START Excerpted text

By Leika Kihara

TOKYO (Reuters) – Japanese Prime Minister Fumio Kishida pledged on Monday to compensate households for the rising cost of living with subsidies and payouts, stressing his government’s resolve to pull the economy permanently out of stagnation.

Inflation, fuelled by rising costs of raw materials, has kept above the central bank’s target of 2% for more than a year, weighing on consumption and clouding the outlook for an economy making a delayed recovery from the scars left by COVID-19.

With the rise in wages proving too slow to offset “rapidly rising prices”, the government will cushion the blow by returning to households some of the expected increase in tax revenues generated by solid economic growth, Kishida said.

“We’re seeing signs of change in an economy that had focused on cutting costs for three decades,” he told an extraordinary session of parliament.

“To ensure this change takes hold, we must achieve sustained, structural wage increases and promote investment through private-public cooperation,” Kishida added.

“I’m putting the highest priority on the economy.”

END Excerpted text
START Raw data

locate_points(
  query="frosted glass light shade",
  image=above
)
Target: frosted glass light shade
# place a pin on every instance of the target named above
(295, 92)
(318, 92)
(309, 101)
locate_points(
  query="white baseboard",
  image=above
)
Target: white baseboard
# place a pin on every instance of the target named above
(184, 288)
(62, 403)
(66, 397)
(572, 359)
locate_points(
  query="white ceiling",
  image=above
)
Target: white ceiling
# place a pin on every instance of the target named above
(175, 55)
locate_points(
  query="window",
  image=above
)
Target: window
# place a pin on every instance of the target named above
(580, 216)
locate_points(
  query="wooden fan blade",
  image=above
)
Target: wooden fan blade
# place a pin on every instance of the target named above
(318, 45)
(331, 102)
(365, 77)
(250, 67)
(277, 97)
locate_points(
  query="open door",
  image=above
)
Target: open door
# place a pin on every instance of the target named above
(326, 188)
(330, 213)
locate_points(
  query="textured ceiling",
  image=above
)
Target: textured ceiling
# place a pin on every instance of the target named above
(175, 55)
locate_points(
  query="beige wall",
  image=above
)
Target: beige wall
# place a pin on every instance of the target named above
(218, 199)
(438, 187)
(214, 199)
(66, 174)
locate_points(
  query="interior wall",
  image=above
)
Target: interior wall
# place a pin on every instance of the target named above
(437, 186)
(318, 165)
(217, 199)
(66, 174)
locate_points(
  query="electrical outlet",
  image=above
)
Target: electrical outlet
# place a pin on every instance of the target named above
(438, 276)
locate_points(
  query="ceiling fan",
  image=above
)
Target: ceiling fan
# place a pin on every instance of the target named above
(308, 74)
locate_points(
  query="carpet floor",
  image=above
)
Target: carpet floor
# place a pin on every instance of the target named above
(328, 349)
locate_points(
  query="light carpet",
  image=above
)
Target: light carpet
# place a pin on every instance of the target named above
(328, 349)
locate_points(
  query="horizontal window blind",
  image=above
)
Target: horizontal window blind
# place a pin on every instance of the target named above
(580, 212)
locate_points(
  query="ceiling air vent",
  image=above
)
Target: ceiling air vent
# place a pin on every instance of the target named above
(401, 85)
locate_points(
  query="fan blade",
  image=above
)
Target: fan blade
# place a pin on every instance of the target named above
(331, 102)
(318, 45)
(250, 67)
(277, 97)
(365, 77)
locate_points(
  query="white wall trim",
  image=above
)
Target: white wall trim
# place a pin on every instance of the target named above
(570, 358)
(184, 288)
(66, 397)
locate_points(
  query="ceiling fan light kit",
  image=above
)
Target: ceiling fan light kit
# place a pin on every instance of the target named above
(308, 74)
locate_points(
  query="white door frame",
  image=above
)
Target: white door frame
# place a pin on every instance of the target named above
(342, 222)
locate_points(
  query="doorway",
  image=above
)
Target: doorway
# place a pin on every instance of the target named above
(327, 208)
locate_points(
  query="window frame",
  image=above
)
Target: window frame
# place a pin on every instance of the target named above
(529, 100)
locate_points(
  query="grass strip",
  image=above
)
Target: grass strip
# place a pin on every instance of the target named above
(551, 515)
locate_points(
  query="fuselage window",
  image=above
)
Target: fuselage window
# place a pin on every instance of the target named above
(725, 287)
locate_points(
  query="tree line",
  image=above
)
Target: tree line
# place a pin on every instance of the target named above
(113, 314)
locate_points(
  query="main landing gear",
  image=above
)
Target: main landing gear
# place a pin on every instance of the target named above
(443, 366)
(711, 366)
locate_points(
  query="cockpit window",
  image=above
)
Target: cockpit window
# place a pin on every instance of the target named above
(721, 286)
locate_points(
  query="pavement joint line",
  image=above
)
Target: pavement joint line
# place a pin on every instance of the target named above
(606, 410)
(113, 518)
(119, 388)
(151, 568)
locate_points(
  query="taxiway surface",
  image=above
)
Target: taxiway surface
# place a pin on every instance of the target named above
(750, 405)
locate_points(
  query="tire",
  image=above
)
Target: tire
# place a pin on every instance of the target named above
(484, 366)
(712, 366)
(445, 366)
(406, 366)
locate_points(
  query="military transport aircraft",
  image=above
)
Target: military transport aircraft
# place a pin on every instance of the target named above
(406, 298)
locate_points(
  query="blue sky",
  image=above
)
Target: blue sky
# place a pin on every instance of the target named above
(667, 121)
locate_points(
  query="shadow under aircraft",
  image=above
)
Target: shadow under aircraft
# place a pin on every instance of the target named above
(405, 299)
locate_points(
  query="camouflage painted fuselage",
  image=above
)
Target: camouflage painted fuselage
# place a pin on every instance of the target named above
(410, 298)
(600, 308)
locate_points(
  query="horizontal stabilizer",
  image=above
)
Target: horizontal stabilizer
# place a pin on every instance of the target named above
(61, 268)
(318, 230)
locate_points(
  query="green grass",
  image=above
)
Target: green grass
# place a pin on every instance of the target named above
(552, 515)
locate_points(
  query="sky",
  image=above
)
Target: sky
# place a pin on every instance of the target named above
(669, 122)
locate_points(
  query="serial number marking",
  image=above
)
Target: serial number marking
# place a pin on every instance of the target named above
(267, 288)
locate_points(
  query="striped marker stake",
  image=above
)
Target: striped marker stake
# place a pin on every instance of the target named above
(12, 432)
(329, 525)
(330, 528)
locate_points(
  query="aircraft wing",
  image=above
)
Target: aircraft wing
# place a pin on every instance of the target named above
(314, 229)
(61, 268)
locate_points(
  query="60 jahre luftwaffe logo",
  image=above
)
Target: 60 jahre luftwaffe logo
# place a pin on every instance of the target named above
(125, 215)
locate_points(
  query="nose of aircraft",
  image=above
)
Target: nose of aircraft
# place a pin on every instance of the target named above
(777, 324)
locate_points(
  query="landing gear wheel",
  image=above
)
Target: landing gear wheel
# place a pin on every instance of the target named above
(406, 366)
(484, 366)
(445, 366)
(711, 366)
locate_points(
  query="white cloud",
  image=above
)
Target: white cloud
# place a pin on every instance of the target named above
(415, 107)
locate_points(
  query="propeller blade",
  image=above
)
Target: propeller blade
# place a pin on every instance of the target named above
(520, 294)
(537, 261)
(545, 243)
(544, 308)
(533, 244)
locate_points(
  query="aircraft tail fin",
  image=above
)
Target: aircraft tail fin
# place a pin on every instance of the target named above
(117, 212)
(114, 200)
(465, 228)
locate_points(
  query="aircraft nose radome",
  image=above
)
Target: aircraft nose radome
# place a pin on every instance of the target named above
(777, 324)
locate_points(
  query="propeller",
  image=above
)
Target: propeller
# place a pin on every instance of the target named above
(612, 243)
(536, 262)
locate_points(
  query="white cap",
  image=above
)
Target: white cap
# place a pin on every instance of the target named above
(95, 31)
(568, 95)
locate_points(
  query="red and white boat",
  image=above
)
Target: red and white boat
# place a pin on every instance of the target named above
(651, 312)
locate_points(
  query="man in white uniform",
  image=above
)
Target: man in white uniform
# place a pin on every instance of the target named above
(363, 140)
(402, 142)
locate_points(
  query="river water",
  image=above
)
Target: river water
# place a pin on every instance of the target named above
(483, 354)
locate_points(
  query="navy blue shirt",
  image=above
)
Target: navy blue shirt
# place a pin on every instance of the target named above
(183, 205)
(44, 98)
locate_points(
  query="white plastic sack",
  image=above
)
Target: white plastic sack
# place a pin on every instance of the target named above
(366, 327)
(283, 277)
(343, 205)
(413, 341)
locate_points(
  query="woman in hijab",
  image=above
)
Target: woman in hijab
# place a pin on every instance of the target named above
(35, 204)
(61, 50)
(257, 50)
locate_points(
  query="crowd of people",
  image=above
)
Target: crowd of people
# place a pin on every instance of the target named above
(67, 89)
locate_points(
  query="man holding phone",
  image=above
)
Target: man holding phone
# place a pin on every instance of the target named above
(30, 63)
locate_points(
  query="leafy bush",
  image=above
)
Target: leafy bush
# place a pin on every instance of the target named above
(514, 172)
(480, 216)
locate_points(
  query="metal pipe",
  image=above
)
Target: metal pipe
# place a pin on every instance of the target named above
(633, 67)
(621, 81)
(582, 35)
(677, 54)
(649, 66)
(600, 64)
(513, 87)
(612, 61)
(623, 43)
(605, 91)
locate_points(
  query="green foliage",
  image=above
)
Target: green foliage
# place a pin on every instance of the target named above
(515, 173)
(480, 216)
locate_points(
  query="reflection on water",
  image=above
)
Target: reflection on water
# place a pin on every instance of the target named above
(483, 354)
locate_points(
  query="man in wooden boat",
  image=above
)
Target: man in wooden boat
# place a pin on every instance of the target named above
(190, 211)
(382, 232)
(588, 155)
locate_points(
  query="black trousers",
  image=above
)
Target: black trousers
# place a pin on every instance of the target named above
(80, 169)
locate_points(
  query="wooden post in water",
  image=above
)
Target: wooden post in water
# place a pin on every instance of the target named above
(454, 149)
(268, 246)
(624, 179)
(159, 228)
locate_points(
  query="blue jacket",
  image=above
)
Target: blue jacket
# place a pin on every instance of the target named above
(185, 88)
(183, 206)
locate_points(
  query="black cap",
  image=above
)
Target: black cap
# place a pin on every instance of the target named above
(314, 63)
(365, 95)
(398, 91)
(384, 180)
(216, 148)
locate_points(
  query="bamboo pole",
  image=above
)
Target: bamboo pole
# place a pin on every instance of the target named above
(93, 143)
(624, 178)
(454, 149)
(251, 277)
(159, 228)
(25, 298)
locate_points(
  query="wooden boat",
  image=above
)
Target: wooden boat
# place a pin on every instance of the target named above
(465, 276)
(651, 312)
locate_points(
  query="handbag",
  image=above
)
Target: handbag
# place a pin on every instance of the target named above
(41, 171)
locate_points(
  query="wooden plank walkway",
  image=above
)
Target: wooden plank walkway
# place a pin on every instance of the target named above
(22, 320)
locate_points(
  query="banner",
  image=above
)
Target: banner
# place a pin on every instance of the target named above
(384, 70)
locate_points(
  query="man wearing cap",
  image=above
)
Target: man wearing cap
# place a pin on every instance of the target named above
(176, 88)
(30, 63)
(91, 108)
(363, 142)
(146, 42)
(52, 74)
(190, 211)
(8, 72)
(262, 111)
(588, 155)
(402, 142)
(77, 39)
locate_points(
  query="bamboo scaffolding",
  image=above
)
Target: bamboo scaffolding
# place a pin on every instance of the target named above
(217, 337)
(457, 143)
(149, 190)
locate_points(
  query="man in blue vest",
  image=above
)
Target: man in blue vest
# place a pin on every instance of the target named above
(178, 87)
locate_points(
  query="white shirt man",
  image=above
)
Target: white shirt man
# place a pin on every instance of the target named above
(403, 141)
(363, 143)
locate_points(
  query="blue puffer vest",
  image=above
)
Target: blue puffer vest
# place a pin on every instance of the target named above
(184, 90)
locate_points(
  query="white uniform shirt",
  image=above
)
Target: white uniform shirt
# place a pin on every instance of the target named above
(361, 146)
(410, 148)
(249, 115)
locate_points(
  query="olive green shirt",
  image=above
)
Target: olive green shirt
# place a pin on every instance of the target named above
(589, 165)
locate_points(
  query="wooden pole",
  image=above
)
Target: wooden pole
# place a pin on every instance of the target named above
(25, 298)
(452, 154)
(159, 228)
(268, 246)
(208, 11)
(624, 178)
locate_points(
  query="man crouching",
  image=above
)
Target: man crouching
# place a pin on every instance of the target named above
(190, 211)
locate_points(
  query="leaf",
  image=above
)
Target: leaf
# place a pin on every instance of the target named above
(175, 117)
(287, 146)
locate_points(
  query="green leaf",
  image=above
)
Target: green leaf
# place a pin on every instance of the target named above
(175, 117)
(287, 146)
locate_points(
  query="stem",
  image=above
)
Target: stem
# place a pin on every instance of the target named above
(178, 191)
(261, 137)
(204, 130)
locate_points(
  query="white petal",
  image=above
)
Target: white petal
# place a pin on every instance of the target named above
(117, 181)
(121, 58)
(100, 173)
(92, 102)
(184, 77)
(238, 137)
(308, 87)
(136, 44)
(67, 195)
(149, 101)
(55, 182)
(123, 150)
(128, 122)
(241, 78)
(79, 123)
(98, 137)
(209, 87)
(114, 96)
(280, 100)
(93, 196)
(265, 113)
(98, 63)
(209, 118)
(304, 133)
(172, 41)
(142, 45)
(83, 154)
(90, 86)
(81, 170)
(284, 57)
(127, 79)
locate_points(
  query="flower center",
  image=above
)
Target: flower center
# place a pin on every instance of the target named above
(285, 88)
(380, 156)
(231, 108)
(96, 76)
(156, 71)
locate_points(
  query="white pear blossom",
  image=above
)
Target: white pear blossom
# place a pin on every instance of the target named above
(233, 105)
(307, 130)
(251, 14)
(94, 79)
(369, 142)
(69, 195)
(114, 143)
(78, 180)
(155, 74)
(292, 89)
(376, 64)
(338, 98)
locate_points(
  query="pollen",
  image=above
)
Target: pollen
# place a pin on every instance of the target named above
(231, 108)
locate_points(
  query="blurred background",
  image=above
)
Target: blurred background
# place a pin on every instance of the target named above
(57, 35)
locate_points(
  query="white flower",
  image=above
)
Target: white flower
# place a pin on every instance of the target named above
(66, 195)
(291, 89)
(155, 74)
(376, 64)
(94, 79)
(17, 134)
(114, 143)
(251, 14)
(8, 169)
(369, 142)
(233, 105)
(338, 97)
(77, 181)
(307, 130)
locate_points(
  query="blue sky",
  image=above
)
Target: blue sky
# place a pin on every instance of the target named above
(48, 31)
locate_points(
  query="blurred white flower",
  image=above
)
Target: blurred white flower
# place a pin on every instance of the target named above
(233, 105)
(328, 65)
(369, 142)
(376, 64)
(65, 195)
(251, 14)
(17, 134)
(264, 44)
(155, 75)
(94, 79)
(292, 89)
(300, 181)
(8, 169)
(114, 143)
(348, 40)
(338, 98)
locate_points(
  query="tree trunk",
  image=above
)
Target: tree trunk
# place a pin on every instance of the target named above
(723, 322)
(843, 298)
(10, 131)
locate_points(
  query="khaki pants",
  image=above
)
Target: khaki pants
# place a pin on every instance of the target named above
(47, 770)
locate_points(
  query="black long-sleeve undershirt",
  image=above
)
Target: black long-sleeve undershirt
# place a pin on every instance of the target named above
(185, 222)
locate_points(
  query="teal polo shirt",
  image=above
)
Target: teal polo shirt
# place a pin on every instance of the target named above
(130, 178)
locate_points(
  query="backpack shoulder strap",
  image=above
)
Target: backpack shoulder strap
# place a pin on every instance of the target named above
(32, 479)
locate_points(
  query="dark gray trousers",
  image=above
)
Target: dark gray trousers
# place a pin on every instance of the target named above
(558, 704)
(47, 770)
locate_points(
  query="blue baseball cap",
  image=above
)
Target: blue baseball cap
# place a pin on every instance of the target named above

END Raw data

#### Activity list
• 1. In the news report on Kishida's cost-of-living pledge, what has driven inflation above the central bank's 2% target?
• 2. Carry on the news report on Kishida's cost-of-living pledge, starting after its final line.

#### Activity answers
• 1. Rising costs of raw materials.

• 2.
While big firms have pledged pay hikes, inflation-adjusted real wages, a barometer of consumer purchasing power, fell 2.5% on the year in August for a 17th straight month of declines, as persistent price hikes outpaced salary growth.

In its effort, the government will extend until next spring subsidies adopted to curb costs of gasoline and utilities, Kishida said, adding that details of other measures would be finalised after discussions by a tax panel of his ruling party.

Such steps would be a temporary buffer to ensure Japan makes a complete exit from deflation, and will be accompanied by tax breaks for companies that boost wages and investment, Kishida said.

As rising inflation hurts the economy and his approval ratings, Kishida has unveiled plans to compile an economic stimulus package that could include a possible income tax cut.